**YOUR TASK:** Word for word, repeat each line of the listing below.

• • • • •

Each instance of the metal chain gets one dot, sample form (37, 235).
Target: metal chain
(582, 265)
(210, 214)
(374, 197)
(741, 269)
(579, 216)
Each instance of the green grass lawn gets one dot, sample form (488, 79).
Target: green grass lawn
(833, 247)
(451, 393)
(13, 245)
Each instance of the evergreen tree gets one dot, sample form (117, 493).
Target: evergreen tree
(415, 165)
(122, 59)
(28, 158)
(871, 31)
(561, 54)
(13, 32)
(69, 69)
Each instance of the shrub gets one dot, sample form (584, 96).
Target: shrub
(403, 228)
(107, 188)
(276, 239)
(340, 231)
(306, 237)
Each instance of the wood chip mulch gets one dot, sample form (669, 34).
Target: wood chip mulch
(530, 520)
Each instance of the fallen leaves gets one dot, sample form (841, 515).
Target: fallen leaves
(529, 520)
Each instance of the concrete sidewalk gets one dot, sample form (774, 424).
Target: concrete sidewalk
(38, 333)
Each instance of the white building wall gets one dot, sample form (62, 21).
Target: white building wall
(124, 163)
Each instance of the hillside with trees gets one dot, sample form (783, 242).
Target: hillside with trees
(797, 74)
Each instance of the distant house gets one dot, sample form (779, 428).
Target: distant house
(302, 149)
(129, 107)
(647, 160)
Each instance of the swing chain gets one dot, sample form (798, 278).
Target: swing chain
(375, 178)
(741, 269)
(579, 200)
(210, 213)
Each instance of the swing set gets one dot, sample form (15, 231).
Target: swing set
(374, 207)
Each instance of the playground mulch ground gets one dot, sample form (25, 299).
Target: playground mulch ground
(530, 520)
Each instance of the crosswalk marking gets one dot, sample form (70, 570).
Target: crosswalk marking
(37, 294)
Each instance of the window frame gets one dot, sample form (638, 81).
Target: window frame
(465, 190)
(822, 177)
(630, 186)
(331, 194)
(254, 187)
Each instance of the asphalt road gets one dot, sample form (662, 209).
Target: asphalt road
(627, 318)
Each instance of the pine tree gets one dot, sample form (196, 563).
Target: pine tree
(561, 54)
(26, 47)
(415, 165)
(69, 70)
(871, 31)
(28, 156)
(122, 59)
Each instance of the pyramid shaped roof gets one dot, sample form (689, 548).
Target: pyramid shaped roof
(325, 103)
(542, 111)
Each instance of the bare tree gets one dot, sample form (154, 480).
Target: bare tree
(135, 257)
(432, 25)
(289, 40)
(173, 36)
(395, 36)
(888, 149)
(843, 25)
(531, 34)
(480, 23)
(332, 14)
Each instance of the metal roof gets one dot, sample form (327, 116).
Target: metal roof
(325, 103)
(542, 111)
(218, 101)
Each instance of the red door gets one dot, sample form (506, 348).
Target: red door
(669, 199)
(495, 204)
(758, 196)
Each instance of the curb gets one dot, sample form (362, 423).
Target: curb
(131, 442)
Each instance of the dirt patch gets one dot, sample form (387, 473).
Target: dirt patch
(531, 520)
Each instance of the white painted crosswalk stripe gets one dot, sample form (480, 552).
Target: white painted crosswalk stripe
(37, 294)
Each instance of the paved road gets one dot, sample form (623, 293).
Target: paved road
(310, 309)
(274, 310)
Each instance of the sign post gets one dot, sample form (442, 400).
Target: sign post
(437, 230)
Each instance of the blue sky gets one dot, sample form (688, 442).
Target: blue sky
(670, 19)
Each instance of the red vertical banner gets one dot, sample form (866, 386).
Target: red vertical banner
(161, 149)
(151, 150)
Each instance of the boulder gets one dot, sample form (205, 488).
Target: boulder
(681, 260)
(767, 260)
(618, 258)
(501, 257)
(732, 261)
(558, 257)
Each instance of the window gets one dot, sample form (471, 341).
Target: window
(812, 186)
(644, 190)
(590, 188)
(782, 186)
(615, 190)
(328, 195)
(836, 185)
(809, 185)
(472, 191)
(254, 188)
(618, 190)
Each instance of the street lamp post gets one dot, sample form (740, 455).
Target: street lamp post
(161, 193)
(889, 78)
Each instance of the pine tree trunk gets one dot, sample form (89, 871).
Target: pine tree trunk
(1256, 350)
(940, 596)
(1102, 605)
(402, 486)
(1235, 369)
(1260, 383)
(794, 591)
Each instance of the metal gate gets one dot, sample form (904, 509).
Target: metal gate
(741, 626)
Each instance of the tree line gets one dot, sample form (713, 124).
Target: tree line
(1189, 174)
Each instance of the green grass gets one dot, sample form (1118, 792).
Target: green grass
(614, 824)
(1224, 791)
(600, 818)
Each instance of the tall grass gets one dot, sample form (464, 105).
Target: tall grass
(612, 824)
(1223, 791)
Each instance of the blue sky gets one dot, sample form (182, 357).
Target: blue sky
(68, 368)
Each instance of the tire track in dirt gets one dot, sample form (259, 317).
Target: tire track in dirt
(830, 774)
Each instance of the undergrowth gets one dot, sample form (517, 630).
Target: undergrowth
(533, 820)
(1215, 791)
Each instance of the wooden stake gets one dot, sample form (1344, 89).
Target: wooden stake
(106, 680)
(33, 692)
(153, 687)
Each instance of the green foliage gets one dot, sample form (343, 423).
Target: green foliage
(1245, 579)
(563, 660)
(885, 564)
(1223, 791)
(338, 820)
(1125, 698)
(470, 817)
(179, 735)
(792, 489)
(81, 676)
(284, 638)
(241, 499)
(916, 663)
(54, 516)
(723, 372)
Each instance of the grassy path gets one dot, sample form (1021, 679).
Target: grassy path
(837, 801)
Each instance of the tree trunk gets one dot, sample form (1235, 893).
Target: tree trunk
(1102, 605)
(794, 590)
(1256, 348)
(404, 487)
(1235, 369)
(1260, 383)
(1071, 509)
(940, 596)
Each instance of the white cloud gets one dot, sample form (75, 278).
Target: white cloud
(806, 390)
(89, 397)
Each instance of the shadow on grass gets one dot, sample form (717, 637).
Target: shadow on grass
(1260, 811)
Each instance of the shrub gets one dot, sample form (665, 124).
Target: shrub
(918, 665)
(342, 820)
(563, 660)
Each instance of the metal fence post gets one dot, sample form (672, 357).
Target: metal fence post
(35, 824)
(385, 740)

• • • • •

**EXERCISE RESPONSE:**
Each instance of the metal chain gets one dot, sample form (37, 235).
Target: metal chain
(582, 265)
(210, 214)
(374, 197)
(741, 269)
(579, 216)
Each instance of the green grass lawn gets one dot, sample form (488, 79).
Target: green grass lawn
(833, 247)
(451, 393)
(13, 245)
Each instance of the evergreen tree gets one dot, sample form (117, 493).
Target: evergreen tree
(415, 165)
(122, 59)
(28, 158)
(871, 31)
(561, 54)
(13, 32)
(69, 69)
Each instance of the shrub gets one dot, sample form (584, 96).
Target: shrub
(403, 228)
(107, 188)
(276, 239)
(340, 231)
(306, 237)
Each instance of the wood chip mulch gets one dot, sample form (669, 34).
Target: wood chip mulch
(530, 520)
Each instance of the fallen leaves gets one dot, sample form (841, 515).
Target: fallen leaves
(529, 520)
Each instance of the concrete sidewalk gets one dot, sample form (774, 424).
Target: concrete sidewalk
(38, 333)
Each instance of the white building wall gets one dot, sample form (62, 21).
Target: white building wall
(124, 163)
Each instance of the hillside with trees gets one dot, sample form (783, 242).
Target: hillside with trees
(797, 74)
Each instance of the distant house gets one dot, sample form (779, 428).
Target: distant house
(302, 149)
(129, 107)
(647, 160)
Each instance of the swing chain gets one dot, sample form (798, 278).
Target: swing chain
(375, 178)
(741, 269)
(579, 200)
(210, 213)
Each instance of the swing set gets one dot, sample form (15, 231).
Target: swing set
(374, 207)
Each instance of the playground mulch ground gets one dot, sample form (25, 299).
Target: playground mulch ground
(530, 520)
Each instance of the crosswalk marking gets one dot, sample form (70, 570).
Target: crosswalk marking
(37, 294)
Each instance of the window frame gets one dot, sample form (638, 81).
Target: window frame
(465, 190)
(822, 177)
(630, 186)
(331, 194)
(254, 187)
Each instance of the asphalt road gets one dot, sample form (662, 209).
Target: asphalt road
(627, 318)
Each instance of the pine tree gets one dot, sample form (196, 563).
Target: pine tree
(561, 54)
(26, 47)
(415, 165)
(69, 70)
(871, 31)
(28, 156)
(122, 59)
Each instance of the pyramid shaped roof gets one dot, sample form (689, 548).
Target: pyramid shaped roof
(325, 103)
(542, 111)
Each instance of the bare tree gets one dot, sample form (154, 480).
Target: bare tree
(135, 257)
(432, 25)
(289, 40)
(173, 36)
(395, 36)
(888, 149)
(843, 25)
(531, 34)
(480, 23)
(332, 14)
Each instance of the metal roof gets one dot, sample form (327, 116).
Target: metal roof
(325, 103)
(542, 111)
(218, 101)
Each instance of the red door gets one dot, sample form (506, 348).
Target: red door
(669, 199)
(495, 204)
(758, 196)
Each instance of the curb gets one dot, sample form (362, 423).
Target: curb
(131, 442)
Each instance of the dirt patch gets one dot, sample form (387, 473).
Target: dirt patch
(531, 520)
Each instance of the white painted crosswalk stripe gets one dot, sample form (480, 552).
Target: white painted crosswalk stripe
(37, 294)
Each instance of the paved road gets one dot, sample form (623, 293).
Target: paved road
(310, 309)
(274, 310)
Each instance of the sign post gets one dot, sample form (442, 400).
Target: sign post
(437, 230)
Each instance of the blue sky gets one dot, sample form (688, 442).
Target: blue sky
(670, 19)
Each instance of the red vertical banner gets one dot, sample form (866, 386).
Target: red vertical banner
(161, 149)
(151, 150)
Each instance of the boulder gets one dot, sample form (205, 488).
Target: boulder
(681, 260)
(767, 260)
(618, 258)
(501, 257)
(732, 261)
(558, 257)
Each instance of the window gets one dot, sample form (471, 341).
Target: window
(812, 186)
(644, 190)
(590, 188)
(782, 186)
(615, 190)
(328, 195)
(836, 185)
(809, 185)
(472, 191)
(254, 188)
(618, 190)
Each instance of the street lamp post gets one dot, sample form (740, 455).
Target: street lamp post
(161, 193)
(889, 78)
Each instance of the pine tree trunk gets one dot, sample form (89, 871).
Target: pine tree trunk
(1256, 350)
(940, 596)
(1102, 605)
(402, 486)
(1235, 369)
(1260, 383)
(794, 591)
Each instance of the metal gate gets one dot, sample form (904, 509).
Target: metal gate
(741, 626)
Each instance of the tree line gets one dot, sample form (713, 124).
Target: tree line
(1189, 174)
Each instance of the green grass gets one dot, sample form (1118, 792).
Target: green grass
(614, 824)
(1224, 791)
(600, 818)
Each instance of the tall grass gets one dot, sample form (464, 105).
Target: tall grass
(612, 824)
(1223, 791)
Each instance of the blue sky gets one dot, sample form (182, 357).
Target: blue sky
(68, 368)
Each instance of the tire track in dirt gets one dot, sample form (259, 317).
Target: tire track in dirt
(830, 774)
Each instance of the undergrowth gets one dot, sample form (517, 630).
Target: undergrowth
(533, 820)
(1215, 791)
Each instance of the wooden stake gets one dot, sample form (1344, 89).
Target: wooden stake
(106, 680)
(33, 692)
(153, 687)
Each instance of the green foliage gets one dot, sample form (343, 423).
Target: green foliage
(1245, 579)
(563, 660)
(885, 564)
(1223, 791)
(338, 820)
(1125, 698)
(470, 817)
(179, 735)
(792, 489)
(81, 676)
(284, 638)
(241, 499)
(916, 663)
(54, 516)
(723, 372)
Each instance of the grassy path gets one dot, sample form (1021, 679).
Target: grassy path
(837, 801)
Each instance of the tree trunk gets one dot, sample form (1235, 893).
Target: tree trunk
(1102, 605)
(794, 590)
(1256, 348)
(404, 487)
(1235, 369)
(1260, 383)
(1071, 509)
(940, 596)
Each instance of the white cloud gets one dot, sample form (75, 278).
Target: white cloud
(806, 390)
(89, 397)
Each instance of the shadow on grass gets one dot, sample form (717, 637).
Target: shadow on grass
(1260, 811)
Each instance of the shrub gets one dot, sample form (665, 124).
Target: shrub
(918, 665)
(342, 820)
(563, 660)
Each instance of the metal fence post gets one dot, sample form (672, 357).
Target: metal fence post
(35, 824)
(385, 740)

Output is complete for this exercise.